§ Saved data entries
= Beginning of Section =
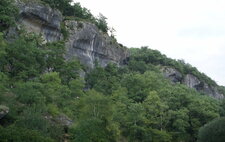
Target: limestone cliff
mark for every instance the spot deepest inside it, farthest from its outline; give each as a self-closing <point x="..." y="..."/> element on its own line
<point x="41" y="19"/>
<point x="191" y="81"/>
<point x="85" y="41"/>
<point x="89" y="44"/>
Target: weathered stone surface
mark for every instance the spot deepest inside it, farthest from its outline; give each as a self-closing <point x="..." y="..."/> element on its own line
<point x="41" y="19"/>
<point x="172" y="74"/>
<point x="193" y="82"/>
<point x="3" y="111"/>
<point x="88" y="44"/>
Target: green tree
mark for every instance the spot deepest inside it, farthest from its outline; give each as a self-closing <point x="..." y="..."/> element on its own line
<point x="8" y="13"/>
<point x="213" y="131"/>
<point x="95" y="119"/>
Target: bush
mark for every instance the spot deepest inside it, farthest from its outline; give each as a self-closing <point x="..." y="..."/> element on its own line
<point x="17" y="134"/>
<point x="213" y="131"/>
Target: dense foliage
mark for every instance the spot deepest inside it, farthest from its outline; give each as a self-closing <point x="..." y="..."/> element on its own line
<point x="49" y="100"/>
<point x="75" y="10"/>
<point x="213" y="131"/>
<point x="8" y="12"/>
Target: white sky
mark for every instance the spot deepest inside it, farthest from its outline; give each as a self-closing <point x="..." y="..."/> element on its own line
<point x="193" y="30"/>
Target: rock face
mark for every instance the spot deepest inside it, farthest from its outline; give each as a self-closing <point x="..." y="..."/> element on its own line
<point x="41" y="19"/>
<point x="3" y="111"/>
<point x="85" y="41"/>
<point x="172" y="74"/>
<point x="88" y="44"/>
<point x="191" y="81"/>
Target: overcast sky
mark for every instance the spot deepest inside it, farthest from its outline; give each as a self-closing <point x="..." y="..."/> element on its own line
<point x="193" y="30"/>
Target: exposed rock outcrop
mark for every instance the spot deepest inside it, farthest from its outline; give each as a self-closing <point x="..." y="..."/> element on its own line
<point x="3" y="111"/>
<point x="85" y="41"/>
<point x="172" y="74"/>
<point x="191" y="81"/>
<point x="41" y="19"/>
<point x="88" y="44"/>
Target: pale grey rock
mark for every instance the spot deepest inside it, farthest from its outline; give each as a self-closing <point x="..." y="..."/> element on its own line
<point x="88" y="44"/>
<point x="172" y="74"/>
<point x="193" y="82"/>
<point x="40" y="19"/>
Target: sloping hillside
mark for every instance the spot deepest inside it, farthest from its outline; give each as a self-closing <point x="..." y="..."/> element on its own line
<point x="63" y="78"/>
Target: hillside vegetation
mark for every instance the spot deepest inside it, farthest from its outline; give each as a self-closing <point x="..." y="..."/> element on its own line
<point x="49" y="100"/>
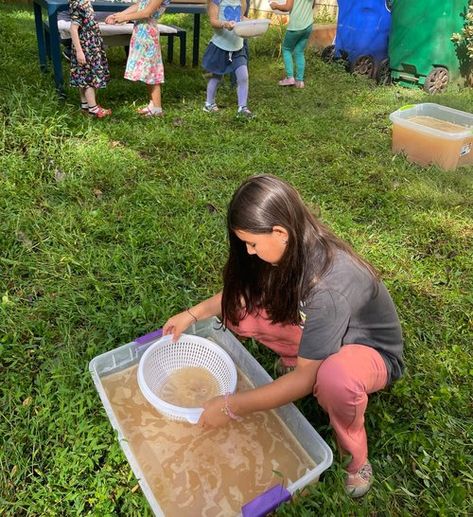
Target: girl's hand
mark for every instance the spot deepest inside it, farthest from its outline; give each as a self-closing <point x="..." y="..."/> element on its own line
<point x="213" y="416"/>
<point x="120" y="18"/>
<point x="81" y="57"/>
<point x="177" y="324"/>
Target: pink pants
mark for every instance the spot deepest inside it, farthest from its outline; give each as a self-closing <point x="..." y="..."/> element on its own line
<point x="344" y="380"/>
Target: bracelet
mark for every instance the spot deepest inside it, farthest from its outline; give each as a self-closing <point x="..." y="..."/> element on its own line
<point x="189" y="311"/>
<point x="228" y="412"/>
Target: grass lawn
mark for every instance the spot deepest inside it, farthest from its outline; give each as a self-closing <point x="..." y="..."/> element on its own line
<point x="108" y="227"/>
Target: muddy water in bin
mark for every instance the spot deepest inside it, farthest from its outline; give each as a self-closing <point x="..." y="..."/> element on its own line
<point x="209" y="473"/>
<point x="427" y="148"/>
<point x="189" y="387"/>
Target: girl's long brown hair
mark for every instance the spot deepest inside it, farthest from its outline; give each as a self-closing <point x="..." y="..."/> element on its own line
<point x="250" y="284"/>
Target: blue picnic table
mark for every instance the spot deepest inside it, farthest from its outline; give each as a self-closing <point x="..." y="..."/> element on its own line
<point x="52" y="8"/>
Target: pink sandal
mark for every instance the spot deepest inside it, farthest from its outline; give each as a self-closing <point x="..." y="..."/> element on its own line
<point x="100" y="112"/>
<point x="148" y="112"/>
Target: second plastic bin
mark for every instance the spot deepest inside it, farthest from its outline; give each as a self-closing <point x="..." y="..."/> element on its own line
<point x="362" y="35"/>
<point x="430" y="133"/>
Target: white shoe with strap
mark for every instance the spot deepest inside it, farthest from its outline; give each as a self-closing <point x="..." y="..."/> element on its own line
<point x="357" y="484"/>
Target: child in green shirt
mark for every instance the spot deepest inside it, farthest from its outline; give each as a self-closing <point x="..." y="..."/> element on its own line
<point x="295" y="41"/>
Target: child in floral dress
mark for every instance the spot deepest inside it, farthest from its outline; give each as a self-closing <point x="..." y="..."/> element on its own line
<point x="144" y="59"/>
<point x="89" y="65"/>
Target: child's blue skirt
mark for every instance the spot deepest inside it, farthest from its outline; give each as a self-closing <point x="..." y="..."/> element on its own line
<point x="220" y="62"/>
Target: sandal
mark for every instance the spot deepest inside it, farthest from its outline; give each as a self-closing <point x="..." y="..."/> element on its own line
<point x="148" y="112"/>
<point x="357" y="484"/>
<point x="100" y="112"/>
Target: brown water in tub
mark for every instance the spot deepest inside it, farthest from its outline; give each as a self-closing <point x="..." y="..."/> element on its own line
<point x="424" y="148"/>
<point x="189" y="387"/>
<point x="208" y="473"/>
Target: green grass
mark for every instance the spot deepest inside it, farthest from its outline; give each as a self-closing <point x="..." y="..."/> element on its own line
<point x="108" y="227"/>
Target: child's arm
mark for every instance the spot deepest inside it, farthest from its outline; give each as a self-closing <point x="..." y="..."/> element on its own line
<point x="243" y="10"/>
<point x="131" y="15"/>
<point x="111" y="19"/>
<point x="206" y="309"/>
<point x="213" y="17"/>
<point x="285" y="389"/>
<point x="74" y="30"/>
<point x="286" y="6"/>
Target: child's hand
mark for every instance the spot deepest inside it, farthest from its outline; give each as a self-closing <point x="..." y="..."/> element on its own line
<point x="120" y="18"/>
<point x="213" y="416"/>
<point x="81" y="57"/>
<point x="177" y="324"/>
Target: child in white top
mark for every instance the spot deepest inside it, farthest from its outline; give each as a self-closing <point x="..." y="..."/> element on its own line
<point x="226" y="53"/>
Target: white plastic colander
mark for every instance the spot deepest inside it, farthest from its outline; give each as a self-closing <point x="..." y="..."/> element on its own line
<point x="164" y="357"/>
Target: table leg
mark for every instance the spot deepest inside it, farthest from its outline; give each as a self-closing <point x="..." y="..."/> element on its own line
<point x="56" y="52"/>
<point x="38" y="21"/>
<point x="196" y="39"/>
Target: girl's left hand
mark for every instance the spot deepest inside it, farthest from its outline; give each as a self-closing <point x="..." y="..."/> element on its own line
<point x="213" y="415"/>
<point x="120" y="18"/>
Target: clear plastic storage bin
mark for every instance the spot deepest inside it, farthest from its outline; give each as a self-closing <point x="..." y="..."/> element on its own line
<point x="430" y="133"/>
<point x="123" y="359"/>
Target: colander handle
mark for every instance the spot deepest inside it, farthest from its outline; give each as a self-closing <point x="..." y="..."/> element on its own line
<point x="193" y="419"/>
<point x="152" y="336"/>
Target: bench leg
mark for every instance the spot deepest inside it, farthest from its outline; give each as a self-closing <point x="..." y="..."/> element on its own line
<point x="182" y="48"/>
<point x="40" y="37"/>
<point x="170" y="48"/>
<point x="55" y="45"/>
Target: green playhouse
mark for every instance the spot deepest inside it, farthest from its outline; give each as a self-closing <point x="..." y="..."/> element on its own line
<point x="421" y="50"/>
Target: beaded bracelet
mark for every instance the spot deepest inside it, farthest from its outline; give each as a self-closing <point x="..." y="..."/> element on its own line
<point x="189" y="311"/>
<point x="228" y="412"/>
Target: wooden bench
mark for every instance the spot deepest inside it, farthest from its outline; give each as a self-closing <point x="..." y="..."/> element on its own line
<point x="119" y="36"/>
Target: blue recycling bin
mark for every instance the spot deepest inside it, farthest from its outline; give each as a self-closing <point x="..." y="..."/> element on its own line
<point x="362" y="35"/>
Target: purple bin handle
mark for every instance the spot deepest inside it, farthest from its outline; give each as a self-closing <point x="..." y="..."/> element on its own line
<point x="149" y="337"/>
<point x="266" y="502"/>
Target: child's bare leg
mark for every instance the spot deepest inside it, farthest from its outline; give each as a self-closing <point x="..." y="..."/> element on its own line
<point x="89" y="94"/>
<point x="94" y="108"/>
<point x="155" y="94"/>
<point x="83" y="98"/>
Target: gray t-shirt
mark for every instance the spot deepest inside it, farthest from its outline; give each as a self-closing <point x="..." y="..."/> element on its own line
<point x="345" y="308"/>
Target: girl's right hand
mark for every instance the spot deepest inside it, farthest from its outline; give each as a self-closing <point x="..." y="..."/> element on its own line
<point x="81" y="57"/>
<point x="176" y="324"/>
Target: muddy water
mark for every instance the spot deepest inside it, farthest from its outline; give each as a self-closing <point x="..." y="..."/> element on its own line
<point x="210" y="473"/>
<point x="189" y="387"/>
<point x="441" y="125"/>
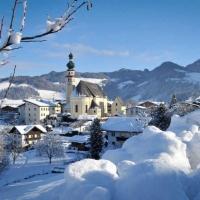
= End of Section =
§ Exercise prompt
The required answer is the exact run of lines above starting at the line with "Target: second plastic bin" and ending at the line with "Target: child in floral dress", with both ends present.

§ Exercise response
Target: second plastic bin
mark for every instance the spot deepest inside it, farthest from its outline; give each as a self-closing <point x="..." y="..."/> element on its own line
<point x="362" y="35"/>
<point x="430" y="133"/>
Target: white shoe with strap
mark for every instance the spot deepest inside it, farthest from its outline; give each as a self-closing <point x="..." y="..."/> element on its own line
<point x="357" y="484"/>
Target: child in green shirt
mark for every instance the spot deepest inside it, farthest from its outline; give each as a self-closing <point x="..." y="..."/> element on its own line
<point x="295" y="41"/>
Target: child in floral dress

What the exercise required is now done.